**What you have to do**
Locate every line in the material below that has the word "distant". Copy each of those lines.

################

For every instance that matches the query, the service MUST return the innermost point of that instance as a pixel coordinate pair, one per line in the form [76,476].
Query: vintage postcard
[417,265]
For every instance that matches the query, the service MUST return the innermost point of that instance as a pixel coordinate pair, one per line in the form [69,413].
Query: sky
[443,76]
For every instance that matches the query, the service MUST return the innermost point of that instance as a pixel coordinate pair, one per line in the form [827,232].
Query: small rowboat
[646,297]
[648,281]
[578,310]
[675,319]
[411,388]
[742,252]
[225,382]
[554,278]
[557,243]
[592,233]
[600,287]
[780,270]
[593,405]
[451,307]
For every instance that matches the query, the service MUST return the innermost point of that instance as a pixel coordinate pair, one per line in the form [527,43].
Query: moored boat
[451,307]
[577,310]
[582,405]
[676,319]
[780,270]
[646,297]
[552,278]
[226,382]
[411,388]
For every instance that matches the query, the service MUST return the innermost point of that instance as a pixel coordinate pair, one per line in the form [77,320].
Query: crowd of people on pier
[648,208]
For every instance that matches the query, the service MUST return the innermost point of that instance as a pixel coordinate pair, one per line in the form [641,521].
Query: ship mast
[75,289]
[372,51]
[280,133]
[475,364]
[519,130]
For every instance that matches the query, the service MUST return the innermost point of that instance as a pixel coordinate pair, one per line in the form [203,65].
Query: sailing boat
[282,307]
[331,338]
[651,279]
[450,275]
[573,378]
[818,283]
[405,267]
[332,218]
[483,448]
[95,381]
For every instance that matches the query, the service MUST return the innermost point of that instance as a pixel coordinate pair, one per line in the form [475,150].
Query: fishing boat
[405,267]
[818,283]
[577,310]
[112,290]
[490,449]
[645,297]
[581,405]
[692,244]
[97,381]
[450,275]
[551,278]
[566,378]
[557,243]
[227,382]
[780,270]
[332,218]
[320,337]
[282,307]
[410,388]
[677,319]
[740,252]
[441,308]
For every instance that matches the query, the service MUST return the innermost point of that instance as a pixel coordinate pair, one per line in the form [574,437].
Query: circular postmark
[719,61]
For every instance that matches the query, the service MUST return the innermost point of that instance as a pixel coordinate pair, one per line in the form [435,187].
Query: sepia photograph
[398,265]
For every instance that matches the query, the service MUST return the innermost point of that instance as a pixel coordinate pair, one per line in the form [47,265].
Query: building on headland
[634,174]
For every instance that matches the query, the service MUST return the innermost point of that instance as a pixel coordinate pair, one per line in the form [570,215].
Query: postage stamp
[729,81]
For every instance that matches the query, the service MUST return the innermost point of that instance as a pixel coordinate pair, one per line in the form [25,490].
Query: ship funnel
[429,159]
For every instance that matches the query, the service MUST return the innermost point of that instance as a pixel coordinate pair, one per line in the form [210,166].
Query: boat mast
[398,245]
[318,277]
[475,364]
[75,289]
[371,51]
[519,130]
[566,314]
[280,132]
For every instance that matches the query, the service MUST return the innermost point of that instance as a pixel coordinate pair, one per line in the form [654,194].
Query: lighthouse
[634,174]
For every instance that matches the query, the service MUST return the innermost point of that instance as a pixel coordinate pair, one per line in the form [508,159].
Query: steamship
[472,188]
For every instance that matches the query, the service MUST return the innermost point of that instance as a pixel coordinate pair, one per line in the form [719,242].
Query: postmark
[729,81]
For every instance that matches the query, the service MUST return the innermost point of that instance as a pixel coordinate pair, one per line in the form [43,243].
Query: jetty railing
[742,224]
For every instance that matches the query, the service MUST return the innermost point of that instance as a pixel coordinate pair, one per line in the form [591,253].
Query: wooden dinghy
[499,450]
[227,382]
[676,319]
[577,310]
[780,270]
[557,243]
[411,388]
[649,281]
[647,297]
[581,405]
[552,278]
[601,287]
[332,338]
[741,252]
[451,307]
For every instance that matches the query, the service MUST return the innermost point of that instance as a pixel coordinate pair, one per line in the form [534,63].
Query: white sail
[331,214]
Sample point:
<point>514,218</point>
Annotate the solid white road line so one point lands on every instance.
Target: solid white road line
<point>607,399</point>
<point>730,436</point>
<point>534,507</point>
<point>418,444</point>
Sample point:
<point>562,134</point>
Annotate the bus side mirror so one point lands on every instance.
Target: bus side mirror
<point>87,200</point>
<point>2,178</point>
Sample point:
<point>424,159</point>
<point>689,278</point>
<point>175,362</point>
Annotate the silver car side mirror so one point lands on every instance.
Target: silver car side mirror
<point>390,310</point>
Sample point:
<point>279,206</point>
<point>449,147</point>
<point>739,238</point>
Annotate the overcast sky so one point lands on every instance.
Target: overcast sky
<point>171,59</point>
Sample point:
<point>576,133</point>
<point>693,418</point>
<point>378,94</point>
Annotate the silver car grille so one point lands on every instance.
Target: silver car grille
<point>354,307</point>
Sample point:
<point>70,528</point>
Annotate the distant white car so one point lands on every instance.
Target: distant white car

################

**Result for this exercise**
Annotate the distant white car so one point lands on every instance.
Target: distant white car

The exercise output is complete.